PROBLEM 1 =
Rewrite the stretch of the Freemasonry text from "Freemasonry traditionally has" through "The Lost Symbol.", putting "brotherhood" in place of "fraternity".

Freemasonry traditionally has been clouded in mystery. Some published manuscripts propagate common myths and misconceptions, while others strive to be more discerning. The ritual and secrecy associated with this patriarchal fraternity has helped to fuel the speculation and spawn best sellers like Dan Brown’s Da Vinci Code and The Lost Symbol.
Men in the first lodges were operative masons who used the plumb, the level, the square and the compass (symbols still used in Freemasonry) as tools of their trade. They were conversant with building methods, and mathematical expertise that had to be undertaken to lay foundation stones and build large cathedrals and churches. They moved freely across Europe, often needing somewhere to stay. These places were called 'loges' leading to the English term 'lodges'. Some of the only workers to be able legally to move out of their parishes for work, these men were often called 'free' masons.
In the seventeenth century and possibly much earlier, Operative Lodges 'accepted' into their memberships men who were not operative masons. These men were given the name 'Speculative Masons' so as to distinguish them from the 'Operative Masons'. We know them today as 'Freemasons'.

PROBLEM 2 =
Turn the stretch of the records from their start through the line containing "<point>556,607</point>" into a JSON list of strings, one string per line and no entries for blank lines.

PROVIDED RECORDS =
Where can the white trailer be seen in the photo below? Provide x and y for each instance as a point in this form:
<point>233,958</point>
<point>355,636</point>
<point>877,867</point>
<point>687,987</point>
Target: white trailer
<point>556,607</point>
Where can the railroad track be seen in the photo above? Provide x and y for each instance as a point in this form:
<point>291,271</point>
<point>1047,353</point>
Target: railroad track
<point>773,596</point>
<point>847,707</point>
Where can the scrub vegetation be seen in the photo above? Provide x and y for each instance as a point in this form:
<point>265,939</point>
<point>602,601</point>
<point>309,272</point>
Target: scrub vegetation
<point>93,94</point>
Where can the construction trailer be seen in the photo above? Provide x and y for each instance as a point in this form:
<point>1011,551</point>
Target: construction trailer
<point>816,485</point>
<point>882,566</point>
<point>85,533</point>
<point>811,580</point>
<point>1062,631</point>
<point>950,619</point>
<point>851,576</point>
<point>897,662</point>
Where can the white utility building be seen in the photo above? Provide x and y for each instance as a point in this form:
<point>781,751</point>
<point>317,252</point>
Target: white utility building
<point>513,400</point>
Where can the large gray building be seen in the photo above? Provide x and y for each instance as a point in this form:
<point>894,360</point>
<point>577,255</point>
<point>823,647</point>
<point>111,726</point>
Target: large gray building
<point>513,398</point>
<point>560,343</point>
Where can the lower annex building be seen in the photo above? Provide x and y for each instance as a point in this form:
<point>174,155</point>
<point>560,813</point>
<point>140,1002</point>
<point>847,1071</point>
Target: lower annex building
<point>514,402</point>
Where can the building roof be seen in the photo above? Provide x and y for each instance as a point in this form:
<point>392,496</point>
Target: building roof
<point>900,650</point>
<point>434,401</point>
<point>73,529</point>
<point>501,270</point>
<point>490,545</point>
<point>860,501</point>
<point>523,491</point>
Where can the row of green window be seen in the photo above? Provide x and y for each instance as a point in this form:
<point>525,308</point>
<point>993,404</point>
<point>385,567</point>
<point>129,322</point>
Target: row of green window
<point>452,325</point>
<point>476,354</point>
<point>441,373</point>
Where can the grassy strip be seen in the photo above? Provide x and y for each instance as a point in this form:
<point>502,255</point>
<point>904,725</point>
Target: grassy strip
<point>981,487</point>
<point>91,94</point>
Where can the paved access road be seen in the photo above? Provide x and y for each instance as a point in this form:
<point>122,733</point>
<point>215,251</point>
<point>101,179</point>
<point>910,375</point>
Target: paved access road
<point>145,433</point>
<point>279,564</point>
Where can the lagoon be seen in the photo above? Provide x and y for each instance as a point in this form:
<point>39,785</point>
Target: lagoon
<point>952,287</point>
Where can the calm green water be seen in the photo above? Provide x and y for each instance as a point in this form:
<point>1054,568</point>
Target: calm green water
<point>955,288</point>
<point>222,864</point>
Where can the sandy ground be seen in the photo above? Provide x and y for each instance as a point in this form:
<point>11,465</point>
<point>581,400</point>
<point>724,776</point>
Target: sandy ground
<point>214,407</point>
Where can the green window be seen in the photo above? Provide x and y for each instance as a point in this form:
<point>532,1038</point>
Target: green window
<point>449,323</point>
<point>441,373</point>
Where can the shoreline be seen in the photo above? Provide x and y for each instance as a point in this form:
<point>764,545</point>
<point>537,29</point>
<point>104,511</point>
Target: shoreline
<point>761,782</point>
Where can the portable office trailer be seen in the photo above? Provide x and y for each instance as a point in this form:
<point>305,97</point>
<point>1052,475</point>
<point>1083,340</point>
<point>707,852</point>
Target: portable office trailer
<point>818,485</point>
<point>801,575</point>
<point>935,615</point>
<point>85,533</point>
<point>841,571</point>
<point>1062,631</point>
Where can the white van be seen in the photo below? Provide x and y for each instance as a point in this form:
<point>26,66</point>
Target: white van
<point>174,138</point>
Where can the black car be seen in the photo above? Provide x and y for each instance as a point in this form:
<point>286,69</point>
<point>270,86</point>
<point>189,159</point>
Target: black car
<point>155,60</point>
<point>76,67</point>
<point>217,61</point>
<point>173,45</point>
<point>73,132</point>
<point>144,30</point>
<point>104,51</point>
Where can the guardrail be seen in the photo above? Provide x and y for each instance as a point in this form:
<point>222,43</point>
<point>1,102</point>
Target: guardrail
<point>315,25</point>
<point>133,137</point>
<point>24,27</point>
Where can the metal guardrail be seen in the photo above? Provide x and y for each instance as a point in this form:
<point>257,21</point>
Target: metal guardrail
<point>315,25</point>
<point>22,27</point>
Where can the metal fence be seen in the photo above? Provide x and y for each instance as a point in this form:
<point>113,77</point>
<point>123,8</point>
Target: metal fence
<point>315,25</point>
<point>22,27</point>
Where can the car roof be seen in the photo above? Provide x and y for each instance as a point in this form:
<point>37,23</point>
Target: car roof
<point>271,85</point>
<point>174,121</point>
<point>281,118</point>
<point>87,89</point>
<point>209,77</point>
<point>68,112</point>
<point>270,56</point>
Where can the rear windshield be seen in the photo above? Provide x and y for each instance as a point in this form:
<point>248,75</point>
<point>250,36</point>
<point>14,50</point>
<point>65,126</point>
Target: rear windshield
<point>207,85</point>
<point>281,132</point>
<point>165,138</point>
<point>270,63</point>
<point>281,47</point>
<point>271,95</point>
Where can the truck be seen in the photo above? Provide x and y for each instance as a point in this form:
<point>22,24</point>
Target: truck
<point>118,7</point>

TASK SOLUTION 1 =
Freemasonry traditionally has been clouded in mystery. Some published manuscripts propagate common myths and misconceptions, while others strive to be more discerning. The ritual and secrecy associated with this patriarchal brotherhood has helped to fuel the speculation and spawn best sellers like Dan Brown’s Da Vinci Code and The Lost Symbol.

TASK SOLUTION 2 =
[
  "Where can the white trailer be seen in the photo below? Provide x and y for each instance as a point in this form:",
  "<point>233,958</point>",
  "<point>355,636</point>",
  "<point>877,867</point>",
  "<point>687,987</point>",
  "Target: white trailer",
  "<point>556,607</point>"
]